Stored dataset items:
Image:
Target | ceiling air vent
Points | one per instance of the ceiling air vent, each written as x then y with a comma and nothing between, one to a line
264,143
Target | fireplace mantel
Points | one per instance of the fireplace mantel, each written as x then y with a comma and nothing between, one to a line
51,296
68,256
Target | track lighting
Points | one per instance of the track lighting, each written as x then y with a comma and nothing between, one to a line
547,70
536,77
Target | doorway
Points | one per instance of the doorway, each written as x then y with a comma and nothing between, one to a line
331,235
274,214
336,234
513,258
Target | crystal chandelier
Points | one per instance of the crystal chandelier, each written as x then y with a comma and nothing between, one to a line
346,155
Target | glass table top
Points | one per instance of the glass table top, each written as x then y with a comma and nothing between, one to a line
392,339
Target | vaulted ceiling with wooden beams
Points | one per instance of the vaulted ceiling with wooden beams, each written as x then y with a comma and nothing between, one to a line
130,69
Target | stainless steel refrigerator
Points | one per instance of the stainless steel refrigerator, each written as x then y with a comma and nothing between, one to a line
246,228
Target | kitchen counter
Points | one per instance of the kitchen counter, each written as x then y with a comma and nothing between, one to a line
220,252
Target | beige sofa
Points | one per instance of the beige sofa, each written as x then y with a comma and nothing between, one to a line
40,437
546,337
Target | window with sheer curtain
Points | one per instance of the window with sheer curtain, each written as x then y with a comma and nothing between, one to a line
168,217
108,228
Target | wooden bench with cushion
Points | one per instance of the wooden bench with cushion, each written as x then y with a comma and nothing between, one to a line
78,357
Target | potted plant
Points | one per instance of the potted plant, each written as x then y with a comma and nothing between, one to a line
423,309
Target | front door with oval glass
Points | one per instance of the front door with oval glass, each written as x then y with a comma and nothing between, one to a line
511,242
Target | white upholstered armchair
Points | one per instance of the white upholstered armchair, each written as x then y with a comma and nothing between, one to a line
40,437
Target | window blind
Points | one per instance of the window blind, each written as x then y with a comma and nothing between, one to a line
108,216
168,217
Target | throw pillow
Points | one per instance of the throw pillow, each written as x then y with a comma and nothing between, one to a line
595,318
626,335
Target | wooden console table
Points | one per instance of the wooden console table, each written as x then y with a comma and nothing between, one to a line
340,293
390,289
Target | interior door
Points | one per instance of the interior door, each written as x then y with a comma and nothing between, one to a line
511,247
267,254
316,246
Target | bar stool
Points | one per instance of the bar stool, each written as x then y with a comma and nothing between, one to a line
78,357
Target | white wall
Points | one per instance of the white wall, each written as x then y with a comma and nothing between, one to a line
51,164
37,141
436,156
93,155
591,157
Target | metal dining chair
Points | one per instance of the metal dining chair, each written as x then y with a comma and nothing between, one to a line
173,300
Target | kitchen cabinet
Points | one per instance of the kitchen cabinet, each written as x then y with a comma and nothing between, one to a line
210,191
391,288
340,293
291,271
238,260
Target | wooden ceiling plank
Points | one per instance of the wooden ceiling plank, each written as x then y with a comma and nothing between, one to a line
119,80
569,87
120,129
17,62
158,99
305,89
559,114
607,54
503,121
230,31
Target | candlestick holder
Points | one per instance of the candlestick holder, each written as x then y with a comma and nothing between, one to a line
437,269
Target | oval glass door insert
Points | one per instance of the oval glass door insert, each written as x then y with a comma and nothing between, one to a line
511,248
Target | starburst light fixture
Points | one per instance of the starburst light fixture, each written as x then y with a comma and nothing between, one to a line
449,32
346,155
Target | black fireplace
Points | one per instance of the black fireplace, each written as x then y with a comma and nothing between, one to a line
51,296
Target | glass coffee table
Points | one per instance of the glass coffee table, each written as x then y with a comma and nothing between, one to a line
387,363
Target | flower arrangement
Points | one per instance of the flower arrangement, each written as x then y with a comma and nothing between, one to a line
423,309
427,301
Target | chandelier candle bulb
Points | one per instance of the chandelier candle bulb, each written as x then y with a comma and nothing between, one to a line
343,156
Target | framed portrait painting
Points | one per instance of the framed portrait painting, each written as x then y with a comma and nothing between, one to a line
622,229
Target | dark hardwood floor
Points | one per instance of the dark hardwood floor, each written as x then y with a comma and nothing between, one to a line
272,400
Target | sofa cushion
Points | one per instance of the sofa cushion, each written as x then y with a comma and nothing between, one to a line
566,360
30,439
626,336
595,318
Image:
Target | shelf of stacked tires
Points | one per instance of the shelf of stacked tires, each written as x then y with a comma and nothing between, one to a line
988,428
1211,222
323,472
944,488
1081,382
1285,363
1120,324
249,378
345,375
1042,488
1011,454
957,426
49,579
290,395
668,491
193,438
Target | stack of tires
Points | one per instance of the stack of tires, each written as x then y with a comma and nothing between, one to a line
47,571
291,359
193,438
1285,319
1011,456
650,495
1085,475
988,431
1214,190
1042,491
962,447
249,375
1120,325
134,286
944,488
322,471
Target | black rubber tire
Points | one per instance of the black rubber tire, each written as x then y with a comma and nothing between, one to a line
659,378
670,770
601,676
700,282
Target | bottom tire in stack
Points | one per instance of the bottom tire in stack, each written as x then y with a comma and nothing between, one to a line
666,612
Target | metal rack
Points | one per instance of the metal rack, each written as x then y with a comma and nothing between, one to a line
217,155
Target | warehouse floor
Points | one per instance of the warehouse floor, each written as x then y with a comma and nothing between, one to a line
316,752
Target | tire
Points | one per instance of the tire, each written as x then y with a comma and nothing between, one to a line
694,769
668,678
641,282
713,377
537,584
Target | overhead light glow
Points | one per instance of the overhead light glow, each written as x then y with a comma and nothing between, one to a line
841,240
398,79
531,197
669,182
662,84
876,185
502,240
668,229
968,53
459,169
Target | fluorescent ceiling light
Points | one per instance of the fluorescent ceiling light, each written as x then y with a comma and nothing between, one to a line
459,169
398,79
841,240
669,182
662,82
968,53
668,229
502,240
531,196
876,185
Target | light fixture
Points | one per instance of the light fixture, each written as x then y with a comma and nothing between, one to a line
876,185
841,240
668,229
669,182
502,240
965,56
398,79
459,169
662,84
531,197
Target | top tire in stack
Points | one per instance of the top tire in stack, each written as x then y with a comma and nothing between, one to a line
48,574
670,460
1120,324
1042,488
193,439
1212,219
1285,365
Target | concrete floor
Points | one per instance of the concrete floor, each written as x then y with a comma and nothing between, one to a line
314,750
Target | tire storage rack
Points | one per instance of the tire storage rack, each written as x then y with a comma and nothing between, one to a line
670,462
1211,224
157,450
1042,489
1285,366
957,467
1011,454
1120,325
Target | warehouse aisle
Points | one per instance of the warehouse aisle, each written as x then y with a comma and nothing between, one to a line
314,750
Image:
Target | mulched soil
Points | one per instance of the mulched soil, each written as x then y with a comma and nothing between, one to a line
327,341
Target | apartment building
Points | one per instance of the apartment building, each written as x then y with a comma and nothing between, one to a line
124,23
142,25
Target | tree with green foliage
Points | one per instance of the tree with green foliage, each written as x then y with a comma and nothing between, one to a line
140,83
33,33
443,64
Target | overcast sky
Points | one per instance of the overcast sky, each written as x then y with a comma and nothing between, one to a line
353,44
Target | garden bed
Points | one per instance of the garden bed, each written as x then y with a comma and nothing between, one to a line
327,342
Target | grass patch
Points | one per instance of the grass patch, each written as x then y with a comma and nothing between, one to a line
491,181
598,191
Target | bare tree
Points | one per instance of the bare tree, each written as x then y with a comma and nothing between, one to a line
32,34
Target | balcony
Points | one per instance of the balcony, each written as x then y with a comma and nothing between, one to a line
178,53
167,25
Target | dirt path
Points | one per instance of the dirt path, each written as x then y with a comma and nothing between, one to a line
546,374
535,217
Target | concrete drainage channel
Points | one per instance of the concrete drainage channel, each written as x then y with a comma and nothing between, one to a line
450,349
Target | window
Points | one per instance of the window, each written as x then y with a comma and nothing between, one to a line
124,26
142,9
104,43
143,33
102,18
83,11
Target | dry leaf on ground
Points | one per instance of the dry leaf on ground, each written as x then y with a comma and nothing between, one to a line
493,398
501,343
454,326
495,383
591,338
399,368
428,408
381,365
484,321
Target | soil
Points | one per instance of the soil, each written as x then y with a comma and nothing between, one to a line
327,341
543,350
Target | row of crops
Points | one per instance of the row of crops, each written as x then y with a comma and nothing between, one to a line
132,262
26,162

__The problem__
Each line in the entries above, starting at the line with "Points | one per instance of the metal dining" and ending at the line with "Target | chandelier candle bulb", is to be printed exactly, and only those lines.

__Task output__
Points | one per instance of the metal dining chair, each written as x then y with a comma and nothing between, one to a line
173,300
Target | kitchen cabinet
Points | one per instance of the kitchen cabinet, each written as x then y with a comma and nothing between, one to a line
210,191
391,288
340,293
291,271
238,260
Target | wooden ceiling plank
Points | one per instance of the wooden ceiling plank, each written as x then y with a comma and nothing between, one to a line
119,80
569,87
120,129
17,62
158,99
305,89
559,114
607,54
503,121
230,31
Target | candlestick holder
Points | one per instance of the candlestick holder, each written as x then y with a comma and nothing between, one to a line
437,269
Target | oval glass door insert
Points | one per instance of the oval glass door insert, each written as x then y with a comma and nothing between, one to a line
511,248
Target | starburst light fixture
Points | one per instance of the starburst light fixture, each written as x then y with a comma and nothing between, one to a line
449,32
346,155
Target | black fireplace
Points | one per instance of the black fireplace, each written as x then y with a comma and nothing between, one to a line
51,296
Target | glass coffee table
Points | one per instance of the glass coffee table, each written as x then y with a comma and nothing between, one to a line
387,363
Target | flower arrangement
Points | one per instance of the flower arrangement, each written as x then y with a comma and nothing between, one to a line
423,309
427,301
Target | chandelier candle bulb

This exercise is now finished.